Bounding-box items
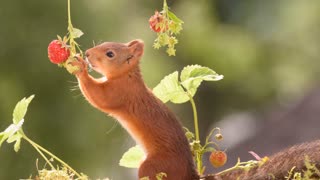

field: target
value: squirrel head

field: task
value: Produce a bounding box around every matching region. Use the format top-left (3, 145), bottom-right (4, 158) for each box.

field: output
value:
top-left (86, 40), bottom-right (144, 79)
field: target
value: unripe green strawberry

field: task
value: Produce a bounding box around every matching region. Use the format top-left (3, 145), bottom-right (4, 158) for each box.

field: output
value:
top-left (48, 40), bottom-right (70, 64)
top-left (209, 151), bottom-right (227, 168)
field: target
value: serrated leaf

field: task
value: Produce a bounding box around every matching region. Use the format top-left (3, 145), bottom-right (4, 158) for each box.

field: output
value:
top-left (168, 11), bottom-right (183, 24)
top-left (180, 65), bottom-right (223, 96)
top-left (153, 71), bottom-right (189, 103)
top-left (4, 119), bottom-right (24, 137)
top-left (119, 145), bottom-right (145, 168)
top-left (72, 28), bottom-right (84, 38)
top-left (13, 138), bottom-right (21, 152)
top-left (13, 95), bottom-right (34, 124)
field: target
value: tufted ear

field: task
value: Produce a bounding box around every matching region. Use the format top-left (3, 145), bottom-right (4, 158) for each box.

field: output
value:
top-left (127, 39), bottom-right (144, 57)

TASK STATEMENT
Give the items above again with every "Produce" swapped for "Draw" and nothing else changed. Leave the pictures out.

WRITTEN SOLUTION
field: target
value: squirrel head

field: task
value: Draw a bounding box around every matching region. Use the format top-left (3, 145), bottom-right (4, 158) for each box.

field: output
value:
top-left (86, 40), bottom-right (144, 79)
field: target
value: unripe green strawberry

field: task
value: Draw a bounding box around every matching region. Use the format top-left (3, 145), bottom-right (4, 158) for each box.

field: output
value:
top-left (48, 40), bottom-right (70, 64)
top-left (209, 151), bottom-right (227, 168)
field: target
value: serrated leaf

field: task
value: Draw a bounding box around every matching region. Use the format top-left (3, 145), bottom-right (4, 158) for each box.

field: output
value:
top-left (168, 11), bottom-right (183, 24)
top-left (180, 65), bottom-right (223, 96)
top-left (153, 71), bottom-right (189, 103)
top-left (4, 119), bottom-right (24, 137)
top-left (119, 145), bottom-right (145, 168)
top-left (72, 28), bottom-right (84, 38)
top-left (13, 138), bottom-right (21, 152)
top-left (13, 95), bottom-right (34, 124)
field: target
value: tufted ear

field: task
value: Draw a bounding box around every matching region. Use the format top-left (3, 145), bottom-right (4, 158) for each box.

field: output
value:
top-left (127, 39), bottom-right (144, 57)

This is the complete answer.